That, I say, is the natural and obvious teaching of the circumstantial
evidence contained in the stratified rocks. I leave you to consider how
far, by any ingenuity of interpretation, by any stretching of the
meaning of language, it can be brought into harmony with the Miltonic
hypothesis.

There remains the third hypothesis, that of which I have spoken as the
hypothesis of evolution; and I purpose that, in lectures to come, we
should discuss it as carefully as we have considered the other two
hypotheses. I need not say that it is quite hopeless to look for
testimonial evidence of evolution. The very nature of the case precludes
the possibility of such evidence, for the human race can no more be
expected to testify to its own origin, than a child can be tendered as a
witness of its own birth. Our sole inquiry is, what foundation
circumstantial evidence lends to the hypothesis, or whether it lends
none, or whether it controverts the hypothesis. I shall deal with the
matter entirely as a question of history. I shall not indulge in the
discussion of any speculative probabilities. I shall not attempt to show
that Nature is unintelligible unless we adopt some such hypothesis. For
anything I know about the matter, it may be the way of Nature to be
unintelligible; she is often puzzling, and I have no reason to suppose
that she is bound to fit herself to our notions.

I shall place before you three kinds of evidence entirely based upon
what is known of the forms of animal life which are contained in the
series of stratified rocks. I shall endeavour to show you that there is
one kind of evidence which is neutral, which neither helps evolution nor
is inconsistent with it. I shall then bring forward a second kind of
evidence which indicates a strong probability in favour of evolution,
but does not prove it; and, lastly, I shall adduce a third kind of
evidence which, being as complete as any evidence which we can hope to
obtain upon such a subject, and being wholly and strikingly in favour of
evolution, may fairly be called demonstrative evidence of its
occurrence.

════════════════

What is being asked »
Please write out the lecture passage above on the evidence for evolution, word for word and in full.

Supplied material »
════════════════

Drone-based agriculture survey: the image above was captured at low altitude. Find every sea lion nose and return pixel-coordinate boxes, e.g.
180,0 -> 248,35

════════════════

Response to this exercise »
That, I say, is the natural and obvious teaching of the circumstantial
evidence contained in the stratified rocks. I leave you to consider how
far, by any ingenuity of interpretation, by any stretching of the
meaning of language, it can be brought into harmony with the Miltonic
hypothesis.

There remains the third hypothesis, that of which I have spoken as the
hypothesis of evolution; and I purpose that, in lectures to come, we
should discuss it as carefully as we have considered the other two
hypotheses. I need not say that it is quite hopeless to look for
testimonial evidence of evolution. The very nature of the case precludes
the possibility of such evidence, for the human race can no more be
expected to testify to its own origin, than a child can be tendered as a
witness of its own birth. Our sole inquiry is, what foundation
circumstantial evidence lends to the hypothesis, or whether it lends
none, or whether it controverts the hypothesis. I shall deal with the
matter entirely as a question of history. I shall not indulge in the
discussion of any speculative probabilities. I shall not attempt to show
that Nature is unintelligible unless we adopt some such hypothesis. For
anything I know about the matter, it may be the way of Nature to be
unintelligible; she is often puzzling, and I have no reason to suppose
that she is bound to fit herself to our notions.

I shall place before you three kinds of evidence entirely based upon
what is known of the forms of animal life which are contained in the
series of stratified rocks. I shall endeavour to show you that there is
one kind of evidence which is neutral, which neither helps evolution nor
is inconsistent with it. I shall then bring forward a second kind of
evidence which indicates a strong probability in favour of evolution,
but does not prove it; and, lastly, I shall adduce a third kind of
evidence which, being as complete as any evidence which we can hope to
obtain upon such a subject, and being wholly and strikingly in favour of
evolution, may fairly be called demonstrative evidence of its
occurrence.